Everything from the line holding "[locate] the toilet seat" through the last line below must be repeated exactly, and nothing else.
[start of Stored rows]
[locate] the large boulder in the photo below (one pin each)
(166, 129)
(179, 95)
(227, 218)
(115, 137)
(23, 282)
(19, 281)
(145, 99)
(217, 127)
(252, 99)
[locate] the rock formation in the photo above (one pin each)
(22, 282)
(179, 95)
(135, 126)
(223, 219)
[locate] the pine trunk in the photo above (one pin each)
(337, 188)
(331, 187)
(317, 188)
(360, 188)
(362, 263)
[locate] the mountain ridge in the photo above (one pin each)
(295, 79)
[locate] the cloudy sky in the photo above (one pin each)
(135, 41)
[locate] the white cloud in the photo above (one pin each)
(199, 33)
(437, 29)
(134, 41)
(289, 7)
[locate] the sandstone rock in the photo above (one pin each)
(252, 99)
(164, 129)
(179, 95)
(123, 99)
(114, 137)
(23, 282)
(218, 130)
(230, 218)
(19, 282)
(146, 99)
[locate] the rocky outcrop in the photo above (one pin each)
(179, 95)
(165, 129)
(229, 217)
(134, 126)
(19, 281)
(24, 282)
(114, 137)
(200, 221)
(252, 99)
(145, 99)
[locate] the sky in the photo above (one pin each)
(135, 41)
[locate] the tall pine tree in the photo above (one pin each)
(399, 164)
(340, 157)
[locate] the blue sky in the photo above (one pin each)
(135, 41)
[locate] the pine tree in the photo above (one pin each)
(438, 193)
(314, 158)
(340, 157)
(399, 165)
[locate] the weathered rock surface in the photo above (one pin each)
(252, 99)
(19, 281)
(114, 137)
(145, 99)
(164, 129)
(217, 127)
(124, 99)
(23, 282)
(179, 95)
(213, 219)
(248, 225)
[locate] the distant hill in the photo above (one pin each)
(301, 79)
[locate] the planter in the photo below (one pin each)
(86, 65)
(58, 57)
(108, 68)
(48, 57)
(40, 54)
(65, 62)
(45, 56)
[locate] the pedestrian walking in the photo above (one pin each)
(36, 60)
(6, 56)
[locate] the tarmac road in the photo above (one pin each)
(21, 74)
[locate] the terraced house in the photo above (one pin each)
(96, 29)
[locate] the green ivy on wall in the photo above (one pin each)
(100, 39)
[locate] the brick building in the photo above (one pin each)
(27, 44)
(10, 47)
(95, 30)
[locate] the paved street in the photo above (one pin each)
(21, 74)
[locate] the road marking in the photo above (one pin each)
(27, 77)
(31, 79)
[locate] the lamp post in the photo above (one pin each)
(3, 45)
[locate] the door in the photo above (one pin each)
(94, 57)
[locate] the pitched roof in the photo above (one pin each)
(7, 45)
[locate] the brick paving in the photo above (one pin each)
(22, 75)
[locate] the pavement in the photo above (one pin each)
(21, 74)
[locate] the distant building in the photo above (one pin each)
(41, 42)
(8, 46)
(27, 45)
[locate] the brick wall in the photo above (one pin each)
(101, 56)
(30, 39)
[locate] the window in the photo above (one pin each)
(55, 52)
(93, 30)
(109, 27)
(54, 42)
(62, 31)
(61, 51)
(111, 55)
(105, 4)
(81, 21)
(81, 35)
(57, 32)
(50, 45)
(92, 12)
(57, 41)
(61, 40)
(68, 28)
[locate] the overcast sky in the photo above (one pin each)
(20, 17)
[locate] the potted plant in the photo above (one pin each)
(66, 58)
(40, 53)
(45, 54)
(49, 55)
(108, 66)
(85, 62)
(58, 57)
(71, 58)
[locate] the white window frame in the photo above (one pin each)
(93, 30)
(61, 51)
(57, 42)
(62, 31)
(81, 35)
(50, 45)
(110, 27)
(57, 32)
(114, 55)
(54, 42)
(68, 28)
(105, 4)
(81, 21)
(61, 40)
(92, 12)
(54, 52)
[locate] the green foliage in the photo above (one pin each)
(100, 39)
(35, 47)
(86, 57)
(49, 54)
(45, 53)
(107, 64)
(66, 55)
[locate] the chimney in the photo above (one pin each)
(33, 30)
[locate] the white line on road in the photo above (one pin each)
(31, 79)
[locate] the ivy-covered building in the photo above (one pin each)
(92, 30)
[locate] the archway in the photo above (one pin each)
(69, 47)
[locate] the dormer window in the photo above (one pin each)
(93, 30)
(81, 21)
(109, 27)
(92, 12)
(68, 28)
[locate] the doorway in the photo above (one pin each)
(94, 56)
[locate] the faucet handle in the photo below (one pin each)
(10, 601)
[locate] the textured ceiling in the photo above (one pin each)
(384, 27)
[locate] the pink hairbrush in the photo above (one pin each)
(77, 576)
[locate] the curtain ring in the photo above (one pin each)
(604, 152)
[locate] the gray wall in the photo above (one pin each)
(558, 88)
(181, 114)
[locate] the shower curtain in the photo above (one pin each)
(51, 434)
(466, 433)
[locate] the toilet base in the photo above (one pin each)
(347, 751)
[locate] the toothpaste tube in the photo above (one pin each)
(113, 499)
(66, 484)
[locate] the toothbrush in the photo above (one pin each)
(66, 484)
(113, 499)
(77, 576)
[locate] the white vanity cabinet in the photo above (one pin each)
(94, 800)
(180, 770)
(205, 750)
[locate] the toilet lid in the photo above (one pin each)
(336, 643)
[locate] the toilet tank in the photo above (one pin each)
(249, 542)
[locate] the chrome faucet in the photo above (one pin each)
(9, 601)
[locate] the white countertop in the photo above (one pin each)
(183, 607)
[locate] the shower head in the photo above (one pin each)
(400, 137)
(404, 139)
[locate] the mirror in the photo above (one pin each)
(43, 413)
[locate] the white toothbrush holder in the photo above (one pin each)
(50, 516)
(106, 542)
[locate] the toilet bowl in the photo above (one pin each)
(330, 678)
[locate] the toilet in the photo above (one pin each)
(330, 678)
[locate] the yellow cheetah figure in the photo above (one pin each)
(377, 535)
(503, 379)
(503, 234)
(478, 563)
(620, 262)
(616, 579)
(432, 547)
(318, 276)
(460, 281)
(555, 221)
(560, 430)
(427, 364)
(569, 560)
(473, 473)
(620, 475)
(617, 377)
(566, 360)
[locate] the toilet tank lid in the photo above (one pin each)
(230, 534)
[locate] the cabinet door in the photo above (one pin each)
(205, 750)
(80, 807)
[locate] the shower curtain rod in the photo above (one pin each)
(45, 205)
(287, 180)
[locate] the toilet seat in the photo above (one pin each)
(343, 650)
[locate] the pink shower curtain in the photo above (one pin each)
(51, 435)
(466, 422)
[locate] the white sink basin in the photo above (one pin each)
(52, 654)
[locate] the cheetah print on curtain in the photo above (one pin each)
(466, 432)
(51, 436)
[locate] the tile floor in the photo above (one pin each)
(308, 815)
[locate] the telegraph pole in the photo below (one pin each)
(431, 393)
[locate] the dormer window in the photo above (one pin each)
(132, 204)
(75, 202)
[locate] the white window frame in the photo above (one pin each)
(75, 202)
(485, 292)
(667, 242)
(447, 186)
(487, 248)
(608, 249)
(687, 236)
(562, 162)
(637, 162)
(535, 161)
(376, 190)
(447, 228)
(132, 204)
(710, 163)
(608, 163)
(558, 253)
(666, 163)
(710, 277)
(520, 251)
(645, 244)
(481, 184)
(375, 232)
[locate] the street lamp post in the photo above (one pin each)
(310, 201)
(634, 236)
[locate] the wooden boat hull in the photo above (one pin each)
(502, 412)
[end of Stored rows]
> Exercise result
[locate] the toilet seat in the photo above (one pin each)
(343, 650)
[locate] the pink shower curtain in the photo above (one pin each)
(51, 435)
(466, 422)
[locate] the white sink basin in the photo above (one pin each)
(52, 654)
[locate] the cheetah print on curtain in the photo above (one pin each)
(466, 432)
(51, 436)
[locate] the tile floor in the photo above (one pin each)
(308, 815)
[locate] the telegraph pole in the photo below (one pin each)
(431, 393)
[locate] the dormer window in the photo above (one pin each)
(132, 204)
(75, 202)
[locate] the white window frame in the photo above (one pin each)
(75, 202)
(485, 292)
(667, 242)
(447, 186)
(487, 248)
(608, 249)
(687, 236)
(562, 162)
(637, 162)
(535, 161)
(376, 190)
(447, 228)
(132, 204)
(710, 163)
(608, 163)
(558, 253)
(666, 163)
(710, 277)
(520, 251)
(645, 244)
(481, 184)
(375, 232)
[locate] the street lamp post in the photo above (one pin each)
(310, 201)
(634, 236)
[locate] the wooden boat hull in the photo above (one pin each)
(502, 412)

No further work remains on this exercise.